**PROVIDED DATA**:
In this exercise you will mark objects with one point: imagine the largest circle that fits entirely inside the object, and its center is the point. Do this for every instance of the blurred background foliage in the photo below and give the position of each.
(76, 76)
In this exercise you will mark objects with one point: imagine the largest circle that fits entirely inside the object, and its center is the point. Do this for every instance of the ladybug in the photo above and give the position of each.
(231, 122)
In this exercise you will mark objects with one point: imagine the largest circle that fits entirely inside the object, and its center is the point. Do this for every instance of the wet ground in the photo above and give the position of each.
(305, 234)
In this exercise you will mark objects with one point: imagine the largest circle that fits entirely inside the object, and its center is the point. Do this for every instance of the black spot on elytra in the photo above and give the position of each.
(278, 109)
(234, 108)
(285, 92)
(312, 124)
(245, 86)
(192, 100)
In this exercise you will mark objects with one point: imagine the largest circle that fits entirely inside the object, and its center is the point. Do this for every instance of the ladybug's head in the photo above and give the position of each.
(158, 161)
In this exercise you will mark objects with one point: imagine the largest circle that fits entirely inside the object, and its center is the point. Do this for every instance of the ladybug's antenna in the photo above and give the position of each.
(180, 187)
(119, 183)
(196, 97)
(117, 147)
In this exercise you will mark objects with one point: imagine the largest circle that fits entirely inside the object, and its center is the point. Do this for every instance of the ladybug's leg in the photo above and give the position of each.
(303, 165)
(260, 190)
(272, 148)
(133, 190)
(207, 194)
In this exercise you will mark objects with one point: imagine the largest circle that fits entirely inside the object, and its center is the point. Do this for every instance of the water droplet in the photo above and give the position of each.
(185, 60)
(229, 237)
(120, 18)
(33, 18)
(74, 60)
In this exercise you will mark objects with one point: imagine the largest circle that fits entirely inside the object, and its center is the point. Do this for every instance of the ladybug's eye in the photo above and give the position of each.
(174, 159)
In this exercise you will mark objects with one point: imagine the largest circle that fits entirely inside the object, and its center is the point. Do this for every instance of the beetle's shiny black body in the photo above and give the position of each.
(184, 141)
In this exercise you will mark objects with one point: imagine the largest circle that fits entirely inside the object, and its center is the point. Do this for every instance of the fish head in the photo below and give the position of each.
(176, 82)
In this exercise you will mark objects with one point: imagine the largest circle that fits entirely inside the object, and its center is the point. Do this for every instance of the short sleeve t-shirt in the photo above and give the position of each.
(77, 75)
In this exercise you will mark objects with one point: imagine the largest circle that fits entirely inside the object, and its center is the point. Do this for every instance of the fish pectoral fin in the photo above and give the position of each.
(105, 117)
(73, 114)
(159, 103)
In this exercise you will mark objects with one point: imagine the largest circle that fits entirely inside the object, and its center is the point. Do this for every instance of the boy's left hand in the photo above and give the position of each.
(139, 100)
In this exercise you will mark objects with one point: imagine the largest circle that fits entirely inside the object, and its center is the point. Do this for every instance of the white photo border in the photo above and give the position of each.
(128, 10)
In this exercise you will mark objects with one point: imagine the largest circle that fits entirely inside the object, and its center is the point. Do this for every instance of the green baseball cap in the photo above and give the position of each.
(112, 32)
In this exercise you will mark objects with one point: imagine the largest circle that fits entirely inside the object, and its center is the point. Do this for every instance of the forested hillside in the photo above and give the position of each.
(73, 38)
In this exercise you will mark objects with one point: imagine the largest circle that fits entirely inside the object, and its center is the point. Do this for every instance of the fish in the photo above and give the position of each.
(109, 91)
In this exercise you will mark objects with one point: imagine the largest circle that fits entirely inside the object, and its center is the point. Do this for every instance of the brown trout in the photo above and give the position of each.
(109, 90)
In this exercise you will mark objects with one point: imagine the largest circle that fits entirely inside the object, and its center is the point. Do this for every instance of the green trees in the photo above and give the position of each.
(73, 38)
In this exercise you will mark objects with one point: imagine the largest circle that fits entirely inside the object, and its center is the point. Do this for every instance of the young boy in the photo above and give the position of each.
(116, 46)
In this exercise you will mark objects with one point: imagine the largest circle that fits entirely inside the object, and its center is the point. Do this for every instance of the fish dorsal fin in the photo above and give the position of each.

**EXERCISE**:
Exactly as written, reproduce the whole listing.

**SOLUTION FOR THIS EXERCISE**:
In this exercise you will mark objects with one point: imagine the largest circle that fits entirely inside the object, and its center is the point. Do this for every instance of the blurred background foliage in the photo below and give the position of each.
(76, 76)
In this exercise you will mark objects with one point: imagine the largest circle that fits entirely inside the object, and its center is the point. Do this for every instance of the ladybug in the photo above and give the position of each.
(231, 122)
In this exercise you will mark objects with one point: imagine the largest circle that fits entirely inside the object, and its center is the point. Do this for every instance of the wet ground in the photo above and give the position of each.
(305, 234)
In this exercise you will mark objects with one point: imagine the largest circle that fits entirely inside the object, and its center is the point. Do this for every instance of the black spot on elytra in the photo above and give the position of each.
(278, 109)
(234, 108)
(285, 92)
(312, 124)
(245, 86)
(192, 100)
In this exercise you will mark objects with one point: imagine the largest circle that fits entirely inside the object, and its center is the point. Do this for every instance of the ladybug's head in the photo above and give the position of each.
(158, 161)
In this exercise you will mark objects with one point: imagine the largest circle that fits entirely inside the object, and its center is the point. Do this for every instance of the ladybug's antenna in the photo above and give the position of each.
(180, 187)
(119, 183)
(196, 97)
(117, 147)
In this exercise you will mark objects with one point: imagine the largest circle that fits entirely inside the object, and its center is the point. Do this for every instance of the ladybug's leg in the photo above and give the position of each.
(303, 165)
(260, 190)
(272, 148)
(133, 190)
(207, 194)
In this exercise you will mark objects with one point: imagine the largest circle that fits entirely inside the object, and its center is the point. Do this for every instance of the water droplet in the photo above and give the position of each.
(185, 60)
(229, 237)
(120, 18)
(33, 18)
(74, 60)
In this exercise you will mark objects with one point: imagine the largest circle that fits entirely inside the object, and its center is the point. Do this for every instance of the ladybug's eye in the photo above and give the position of each.
(174, 159)
In this exercise you will mark objects with one point: imagine the largest circle that fits entirely inside the object, and its center is the point. Do this for every instance of the beetle's shiny black body in the photo above and give the position of each.
(184, 141)
In this exercise you will mark objects with one point: imagine the largest circle that fits entirely inside the object, and its center is the point. Do this for every instance of the fish head in the photo below and give the position of each.
(176, 82)
In this exercise you will mark objects with one point: imagine the largest circle that fits entirely inside the object, and its center is the point. Do this for every instance of the short sleeve t-shirt in the photo above and give the position of each.
(77, 75)
In this exercise you will mark objects with one point: imagine the largest circle that fits entirely inside the object, and its center is the point. Do this for every instance of the fish pectoral fin in the photo above and give the position of each.
(105, 117)
(73, 114)
(159, 103)
In this exercise you will mark objects with one point: imagine the largest circle that fits entirely inside the object, and its center is the point. Do this for every instance of the boy's left hand in the photo above and give the position of each.
(139, 100)
In this exercise you will mark objects with one point: imagine the largest circle that fits entirely inside the object, and its center is the point. Do this for every instance of the white photo border in the photo above and give the position of each.
(128, 10)
In this exercise you will mark objects with one point: imagine the largest circle that fits entirely inside the object, and its center is the point. Do this for every instance of the green baseball cap in the photo above and give the position of each.
(112, 32)
In this exercise you will mark objects with one point: imagine the largest circle that fits entirely inside the object, and its center is the point. Do this for every instance of the forested hillside in the photo above and give the position of each.
(73, 38)
In this exercise you will mark objects with one point: imagine the largest circle that fits entirely inside the object, and its center is the point. Do this for every instance of the fish in the photo above and give the position of each.
(109, 91)
In this exercise you will mark objects with one point: imagine the largest circle that fits entirely inside the object, and its center is the point. Do this for every instance of the brown trout in the photo above and give the position of each.
(109, 90)
In this exercise you will mark objects with one point: imagine the largest circle that fits entirely inside the object, and its center is the point. Do this for every instance of the green trees in the photo above and give the position of each.
(73, 38)
In this exercise you will mark objects with one point: imagine the largest circle that fits entirely inside the object, and its center is the point. Do this for every instance of the young boy in the photo above and give the position of each.
(116, 46)
In this exercise you will mark objects with one point: imagine the largest circle that fits entirely inside the object, and its center is the point. Do this for every instance of the fish dorsal fin in the photo above and give the position of each.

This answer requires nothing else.